■ SOURCE EXTRACT
UC Berkeley, USA
Dr. Nielsen’s work is on statistical and population genetic analyses of genomic data, in particular methods for detecting natural selection, describing population genetic variation, inferring demography, and methods for association mapping. He received his PhD from UC Berkeley in 1998, worked as a postdoc at Harvard University 1998-2000, was an Assistant Professor at Cornell University 2000-2004, and has been a Professor at the University of Copenhagen since 2004 and at UC Berkeley since 2008.
As the first anatomically modern humans spread around the globe, they had to adapt to a new and diverse set of environments. Today we can find the traces of this evolutionary process in the genomes of modern humans. In this talk, I will give two examples of human physiological adaptation to the local environment. The first example concerns physiological adaptation to the hypoxic environment of the high-altitude plateau of Tibet. Tibetans harbor genetic variants in two genes, EPAS1 and EGLN1, that affect hemoglobin production. Recently, we have shown that the adaptive EPAS1 haplotype was transferred into humans by introgression from Denisovans. The second example is adaptation of the indigenous people of Greenland, the Inuit, to life in the Arctic, including low temperatures and a diet based primarily on fish and marine mammals and rich in ω-3 polyunsaturated fatty acids (PUFAs).

■ YOUR INSTRUCTIONS
Rewrite the passage on human adaptation from "As the first" up to and including "fatty acids (PUFAs).", replacing "hypoxic" with "low-oxygen". The material is not needed for this exercise.

■ DATA EXCERPTS
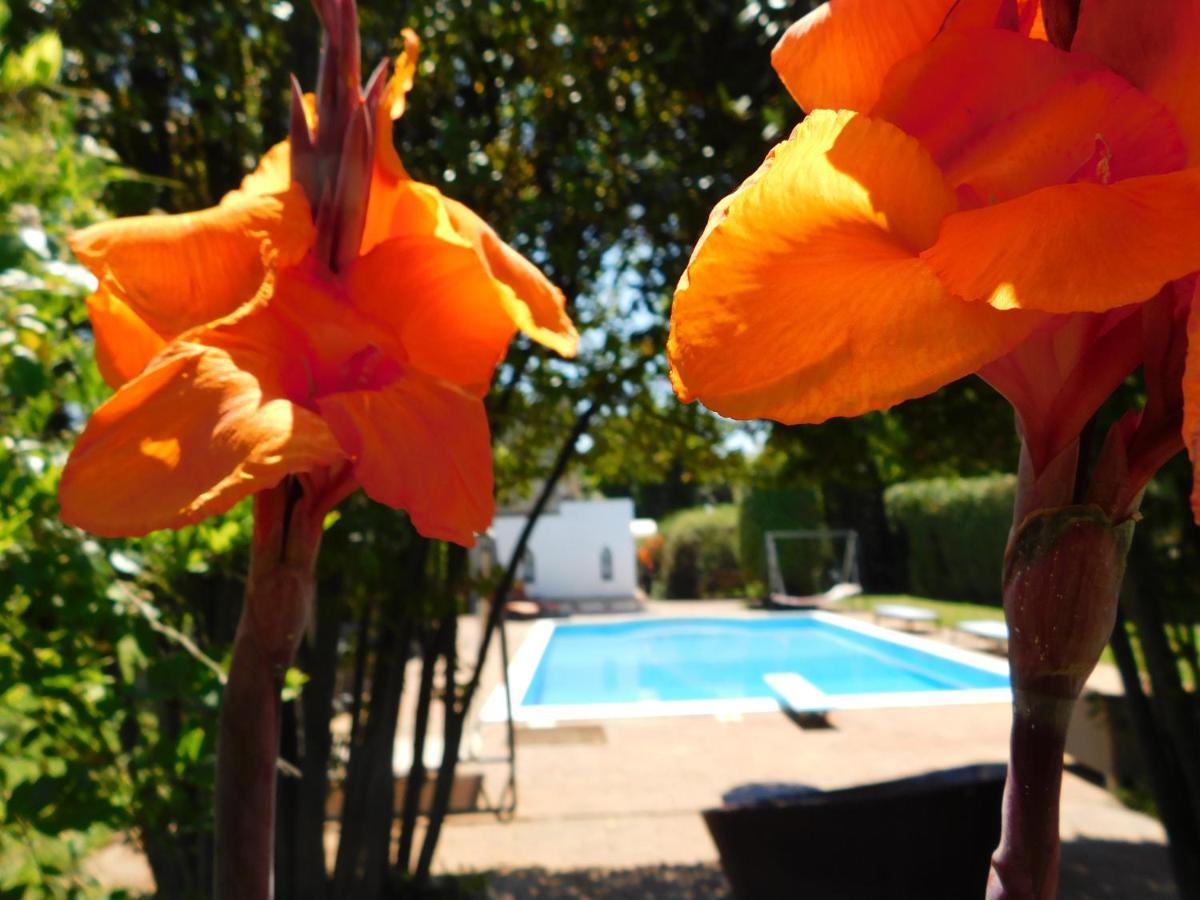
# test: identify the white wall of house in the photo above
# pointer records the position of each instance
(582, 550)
==
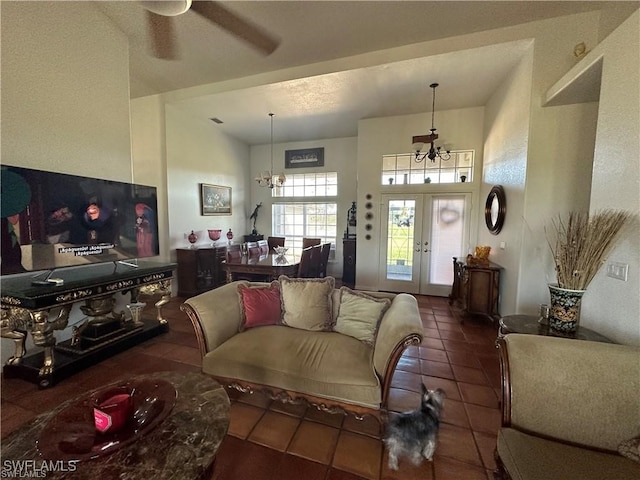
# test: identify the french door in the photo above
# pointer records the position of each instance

■ SOLUTION TO THIS EXERCISE
As the first anatomically modern humans spread around the globe, they had to adapt to a new and diverse set of environments. Today we can find the traces of this evolutionary process in the genomes of modern humans. In this talk, I will give two examples of human physiological adaptation to the local environment. The first example concerns physiological adaptation to the low-oxygen environment of the high-altitude plateau of Tibet. Tibetans harbor genetic variants in two genes, EPAS1 and EGLN1, that affect hemoglobin production. Recently, we have shown that the adaptive EPAS1 haplotype was transferred into humans by introgression from Denisovans. The second example is adaptation of the indigenous people of Greenland, the Inuit, to life in the Arctic, including low temperatures and a diet based primarily on fish and marine mammals and rich in ω-3 polyunsaturated fatty acids (PUFAs).